→ **GIVEN DATA**:
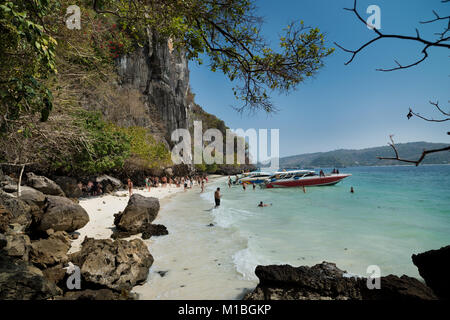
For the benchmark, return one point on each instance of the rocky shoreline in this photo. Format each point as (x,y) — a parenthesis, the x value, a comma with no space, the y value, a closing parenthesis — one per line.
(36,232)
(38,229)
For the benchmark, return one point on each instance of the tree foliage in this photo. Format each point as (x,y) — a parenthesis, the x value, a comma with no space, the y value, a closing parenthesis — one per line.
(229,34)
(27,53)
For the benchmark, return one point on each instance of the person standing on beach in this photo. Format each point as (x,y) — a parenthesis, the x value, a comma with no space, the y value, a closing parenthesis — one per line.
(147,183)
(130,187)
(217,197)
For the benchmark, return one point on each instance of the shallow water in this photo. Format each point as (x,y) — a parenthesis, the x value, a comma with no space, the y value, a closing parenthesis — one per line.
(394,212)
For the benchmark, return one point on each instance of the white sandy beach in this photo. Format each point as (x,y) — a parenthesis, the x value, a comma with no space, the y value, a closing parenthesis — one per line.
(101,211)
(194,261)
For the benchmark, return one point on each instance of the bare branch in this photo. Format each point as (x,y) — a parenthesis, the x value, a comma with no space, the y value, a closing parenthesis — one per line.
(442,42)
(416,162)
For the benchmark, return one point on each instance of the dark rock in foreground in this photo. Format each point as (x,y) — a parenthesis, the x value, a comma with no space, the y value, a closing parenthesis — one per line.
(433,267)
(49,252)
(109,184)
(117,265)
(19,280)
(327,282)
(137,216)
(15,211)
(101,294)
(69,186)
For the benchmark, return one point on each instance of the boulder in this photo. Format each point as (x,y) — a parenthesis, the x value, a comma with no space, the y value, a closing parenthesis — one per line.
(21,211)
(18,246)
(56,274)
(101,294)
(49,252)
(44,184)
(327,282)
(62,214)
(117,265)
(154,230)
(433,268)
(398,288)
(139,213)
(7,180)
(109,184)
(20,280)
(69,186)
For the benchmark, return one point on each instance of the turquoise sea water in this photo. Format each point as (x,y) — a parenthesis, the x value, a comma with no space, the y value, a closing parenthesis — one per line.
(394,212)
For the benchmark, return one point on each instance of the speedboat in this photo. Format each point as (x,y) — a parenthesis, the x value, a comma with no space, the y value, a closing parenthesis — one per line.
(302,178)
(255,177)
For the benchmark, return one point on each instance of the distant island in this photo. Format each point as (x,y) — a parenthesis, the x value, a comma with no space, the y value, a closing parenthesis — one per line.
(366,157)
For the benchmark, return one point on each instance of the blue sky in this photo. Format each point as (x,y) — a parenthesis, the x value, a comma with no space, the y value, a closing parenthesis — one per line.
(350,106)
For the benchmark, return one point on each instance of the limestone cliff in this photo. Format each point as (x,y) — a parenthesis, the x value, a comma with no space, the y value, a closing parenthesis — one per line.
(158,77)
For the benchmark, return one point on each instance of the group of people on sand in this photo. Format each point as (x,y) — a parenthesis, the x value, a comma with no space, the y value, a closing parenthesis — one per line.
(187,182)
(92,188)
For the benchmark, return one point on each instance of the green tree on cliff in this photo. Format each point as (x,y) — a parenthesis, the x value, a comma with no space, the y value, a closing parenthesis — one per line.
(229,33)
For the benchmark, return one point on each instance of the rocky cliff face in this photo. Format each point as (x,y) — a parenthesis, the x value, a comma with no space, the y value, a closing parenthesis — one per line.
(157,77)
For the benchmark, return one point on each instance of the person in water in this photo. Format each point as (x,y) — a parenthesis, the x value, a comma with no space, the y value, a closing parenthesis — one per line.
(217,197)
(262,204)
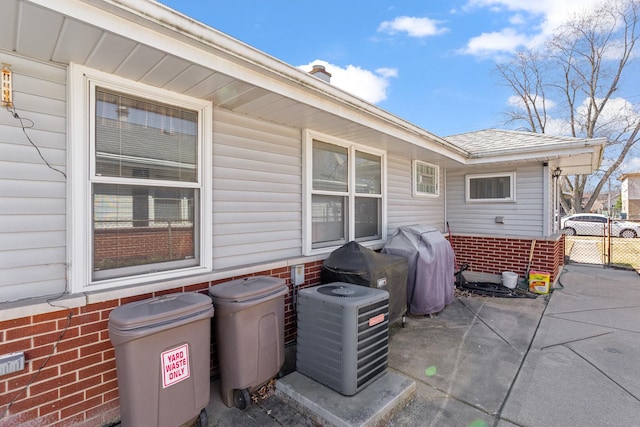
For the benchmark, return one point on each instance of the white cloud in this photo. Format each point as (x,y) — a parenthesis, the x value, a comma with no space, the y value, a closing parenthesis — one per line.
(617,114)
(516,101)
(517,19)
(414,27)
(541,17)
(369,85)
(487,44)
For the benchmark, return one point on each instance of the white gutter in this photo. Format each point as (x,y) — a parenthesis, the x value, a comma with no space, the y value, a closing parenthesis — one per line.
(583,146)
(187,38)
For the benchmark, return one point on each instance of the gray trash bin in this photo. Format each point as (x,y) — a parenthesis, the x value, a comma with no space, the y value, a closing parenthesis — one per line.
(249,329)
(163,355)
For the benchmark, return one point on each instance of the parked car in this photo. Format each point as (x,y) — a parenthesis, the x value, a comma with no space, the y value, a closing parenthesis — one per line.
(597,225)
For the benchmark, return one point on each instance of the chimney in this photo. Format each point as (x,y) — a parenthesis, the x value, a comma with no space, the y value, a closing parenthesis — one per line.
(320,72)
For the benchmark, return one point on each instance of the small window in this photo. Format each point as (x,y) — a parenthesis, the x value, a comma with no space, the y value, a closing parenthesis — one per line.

→ **PROBLEM DESCRIPTION**: Word for word, quote the full listing, omitting every picture.

→ **SOLVED EXERCISE**:
For the benchmark, return one point on each instance of the rocky shoreline in this photo. Format each point as (x,y) — a parenthesis, the x value, a comma with no space, the y value, a closing parenthesis — one per line.
(36,232)
(38,229)
For the benchmark, return one point on each instance of the tree foliage in this photo. Format each point as (x,y) — a parenthesis, the x value, a comma with no space, the y value, a closing parenthesis — one per line.
(229,34)
(27,53)
For the benchmark, return one point on each instance of the person standing on beach in this photo. Format each point as (x,y) — a parenthesis, the x value, a comma with no space, the y value, a closing parenthesis — one per line.
(147,183)
(130,187)
(217,197)
For the benchmark, return one point on each instance of the shallow water in this photo. Format each point as (x,y) — a parenthesis, the x value, a comma with no space, the y value, a closing parenthesis — one per line.
(394,212)
For the benchmark, return one point on each instance of the white sandy beach in this photo. Format each point as (x,y) — a parenthesis, the x value, a comma with no space, the y value, a closing parenthesis — one per line.
(101,211)
(194,261)
For the benchmark, return one point on each instance of the bare branch in this photo. Format each point as (x,y) — a parenthesis, the x value, a comma with no space, the y value, a closing parenthesis — one per line.
(442,42)
(416,162)
For the benchmark, return one point on each instance of the dark rock in foreground in this photo. Format each point as (x,y) — a parenthesis, the x value, a comma with no space, the y value, a closing parenthesis — one per line.
(433,267)
(49,252)
(109,184)
(117,265)
(19,280)
(327,282)
(137,216)
(15,211)
(101,294)
(69,186)
For the benchmark, return one point on each instance of the boulder in this photo. Format each point as (x,y) — a parenthesis, the x value, a comma with no space, the y value, a closing parenthesis — one per line.
(21,211)
(18,246)
(56,274)
(101,294)
(49,252)
(44,184)
(327,282)
(62,214)
(117,265)
(154,230)
(433,268)
(398,288)
(139,213)
(7,180)
(109,184)
(20,280)
(69,186)
For the benchmark, return one point on each instance of the turquoise sea water in this photo. Format each point as (x,y) — a parenthesis, the x value, a comma with no space, the y value, a closing parenthesis — one per line.
(394,212)
For the benchmark, return one point on each instance of the speedboat in this photo. Format each point as (x,y) — a parenthesis, the x value, a comma with no space, the y value, a closing parenthesis — one per line.
(302,178)
(255,177)
For the benchmark, return one point on each instance of the distant island in this photo. Format each point as (x,y) — a parenthesis, the x value, a comma with no space, the y value, a closing parenthesis — one per line.
(366,157)
For the benchmark, return one point on each instance of the blue sky in this photo. Format each point as (x,y) — a parenthesis, the x value, a comma with no space, the y value, a closing parenthesis — one per line.
(350,106)
For the benchmark, return one point on each instance of the limestone cliff in this photo. Format each point as (x,y) — a parenthesis, the x value, a comma with no space, the y value, a closing parenthesis — one per line.
(158,77)
For the benchmark, return one point on each instance of the group of people on sand in this photo. Format each point as (x,y) — a parenthesis, the x value, a comma with no space, the y value, a closing parenthesis — one per line.
(187,182)
(92,188)
For the benchmark, return one point on each instance of the green tree on cliff in this photo. Format each point as (x,y) — a parenthesis, the x value, a comma with no space, the y value, a closing parenthesis — one per line.
(229,33)
For the benchmark, return one point on each instance of the rocky cliff face in this photo. Format each point as (x,y) — a parenthesis, the x value, a comma with no space, the y value, a closing parenthesis — one per line.
(157,77)
For the benchmark, return one point on each instance of the person in water in this photo. Format each point as (x,y) — a parenthesis, the x value, a comma with no space, the y value, a closing parenthesis — one per line.
(217,197)
(262,204)
For the benchmark, return one point on each instance of the white cloud in this photo. Format each point as (x,y) — a parenthesis, the x value, a comma with no space, the y value, a closing parenthesis — one per line.
(617,114)
(516,101)
(517,19)
(414,27)
(541,17)
(369,85)
(487,44)
For the benchmark, return one point on each instance of the white gutter in this photo. Format each point as (x,y) — a parenthesis, the x value, a comma with no space, the y value, a closing parenthesis — one per line.
(583,146)
(187,38)
For the benchmark, return one point on each instance of the gray trash bin in this photo. Format each point as (x,y) — a parenthesis, the x value, a comma with no space, the y value, a closing parenthesis — one per line.
(249,329)
(163,355)
For the benchmark, return one point on each instance of the parked car in this photo. Format each point as (x,y) — a parenthesis, the x value, a comma with no space, the y value, a closing parenthesis — one per line.
(597,225)
For the benchmark, return one point on each instance of the chimney in this photo. Format each point as (x,y) — a parenthesis, the x value, a comma with no space, the y value, a closing parenthesis — one per line.
(320,72)
For the benchmark, return one point on each instance of the small window in this photo. Format each point as (x,y) — a parenthesis, the x value, a comma with no space, the y value, a closing parenthesis — one per line.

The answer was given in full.